Search the material for the string "this" and copy each line where it occurs.

━━━━━ DATASET RECORDS

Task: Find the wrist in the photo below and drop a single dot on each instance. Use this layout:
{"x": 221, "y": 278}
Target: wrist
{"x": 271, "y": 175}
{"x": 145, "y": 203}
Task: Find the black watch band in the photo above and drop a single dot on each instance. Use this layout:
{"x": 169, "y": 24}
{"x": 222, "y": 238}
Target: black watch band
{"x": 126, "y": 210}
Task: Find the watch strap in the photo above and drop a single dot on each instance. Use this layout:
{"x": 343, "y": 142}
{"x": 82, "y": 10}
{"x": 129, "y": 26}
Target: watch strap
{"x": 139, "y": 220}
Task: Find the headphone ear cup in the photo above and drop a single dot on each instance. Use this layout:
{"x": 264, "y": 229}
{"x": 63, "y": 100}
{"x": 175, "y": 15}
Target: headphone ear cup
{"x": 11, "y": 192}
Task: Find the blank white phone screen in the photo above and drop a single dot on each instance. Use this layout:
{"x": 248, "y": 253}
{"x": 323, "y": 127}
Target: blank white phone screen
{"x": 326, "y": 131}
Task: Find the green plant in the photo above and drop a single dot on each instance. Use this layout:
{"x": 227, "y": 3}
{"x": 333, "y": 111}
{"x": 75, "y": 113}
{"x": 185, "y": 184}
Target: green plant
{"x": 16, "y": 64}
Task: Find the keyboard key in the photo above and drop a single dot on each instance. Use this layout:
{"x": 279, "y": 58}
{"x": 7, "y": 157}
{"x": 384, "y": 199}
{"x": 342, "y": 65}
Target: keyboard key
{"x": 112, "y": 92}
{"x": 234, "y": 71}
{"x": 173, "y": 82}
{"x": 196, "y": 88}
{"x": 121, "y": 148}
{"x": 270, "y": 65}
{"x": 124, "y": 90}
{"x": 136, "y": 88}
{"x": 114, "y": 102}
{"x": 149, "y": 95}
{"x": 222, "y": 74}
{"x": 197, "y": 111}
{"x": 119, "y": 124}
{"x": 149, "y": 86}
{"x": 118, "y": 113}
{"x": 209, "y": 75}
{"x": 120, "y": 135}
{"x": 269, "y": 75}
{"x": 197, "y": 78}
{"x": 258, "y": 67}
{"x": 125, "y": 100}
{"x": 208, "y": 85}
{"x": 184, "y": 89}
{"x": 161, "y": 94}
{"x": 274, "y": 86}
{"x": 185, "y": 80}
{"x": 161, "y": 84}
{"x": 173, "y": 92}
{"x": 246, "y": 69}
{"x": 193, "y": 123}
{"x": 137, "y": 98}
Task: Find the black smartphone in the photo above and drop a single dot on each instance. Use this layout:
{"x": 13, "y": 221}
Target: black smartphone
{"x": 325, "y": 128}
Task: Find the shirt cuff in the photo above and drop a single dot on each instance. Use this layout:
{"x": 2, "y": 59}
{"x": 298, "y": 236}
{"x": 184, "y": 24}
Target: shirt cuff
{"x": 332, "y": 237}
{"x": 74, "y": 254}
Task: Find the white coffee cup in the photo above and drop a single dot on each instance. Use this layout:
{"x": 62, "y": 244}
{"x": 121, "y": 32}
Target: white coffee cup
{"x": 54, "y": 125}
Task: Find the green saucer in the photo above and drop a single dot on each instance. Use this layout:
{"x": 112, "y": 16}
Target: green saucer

━━━━━━━━━━

▸ TASK RESULT
Task: Find the wrist in the photo below and drop a single dot on each instance. Use this layout:
Task: Find the black watch band in the photo above and drop a single dot on each instance. Use this layout:
Task: Find the watch strap in the photo above and drop a single dot on each instance. Use this layout:
Task: Find the headphone ear cup in the photo above and drop a single dot on each instance. Use this layout:
Task: Find the blank white phone screen in the photo above and drop a single dot on each instance. Use this layout:
Task: Find the green plant in the photo above and drop a single dot on each instance. Use this layout:
Task: Find the keyboard key in the photo above and drop a single dot on each instance. Use this layout:
Task: Find the black smartphone in the photo above and drop a single dot on each instance. Use this layout:
Task: Find the shirt cuff in the photo above and drop a single dot on each instance. Use this layout:
Task: Find the white coffee cup in the photo above and drop a single dot on each instance. Use this layout:
Task: Find the green saucer in the photo above and drop a single dot on each instance. Use this layout:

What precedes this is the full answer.